Directions for this task:
Can the data below be set down again exactly, line for line?

[Data extracted from a collection]
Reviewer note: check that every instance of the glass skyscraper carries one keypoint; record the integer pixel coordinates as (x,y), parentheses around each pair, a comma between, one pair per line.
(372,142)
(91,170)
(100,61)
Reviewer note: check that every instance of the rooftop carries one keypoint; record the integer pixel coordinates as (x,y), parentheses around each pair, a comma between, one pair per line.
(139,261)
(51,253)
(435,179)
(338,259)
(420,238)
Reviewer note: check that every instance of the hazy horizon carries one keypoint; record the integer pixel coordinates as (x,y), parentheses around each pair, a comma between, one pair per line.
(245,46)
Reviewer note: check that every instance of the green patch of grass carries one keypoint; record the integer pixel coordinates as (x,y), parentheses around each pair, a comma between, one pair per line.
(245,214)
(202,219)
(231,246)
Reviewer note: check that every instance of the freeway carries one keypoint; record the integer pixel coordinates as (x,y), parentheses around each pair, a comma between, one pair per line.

Result:
Reviewer note: check that every instance of the glass skyscraper carries one keypoint; record the integer pixel coordinates as (x,y), parentheses around each pair, a comma between, one pair per line.
(372,142)
(91,170)
(100,61)
Reviewer note: check that every instance of the rooftop carries one keypoint; record the integer pixel coordinates as (x,y), parentheses around each pair, a comma between, one pair per line.
(139,261)
(51,253)
(435,179)
(338,259)
(420,238)
Reviewer note: check that every instance of the hazy horizon carries one keypoint; record the integer pixel coordinates as (x,y), parentheses around each pair, a comma between, one pair per line.
(245,46)
Reviewer note: check that every instance of the green patch of grass carries one keypoint; record the integer pixel coordinates as (x,y), parentheses around each pair, a comma between, one pair per line.
(245,214)
(202,219)
(231,246)
Reviewer note: check that every instance of the freeway carries one keypoint; record the integer pixel coordinates as (x,y), parentheses around each pair, a comma between, one pair per line.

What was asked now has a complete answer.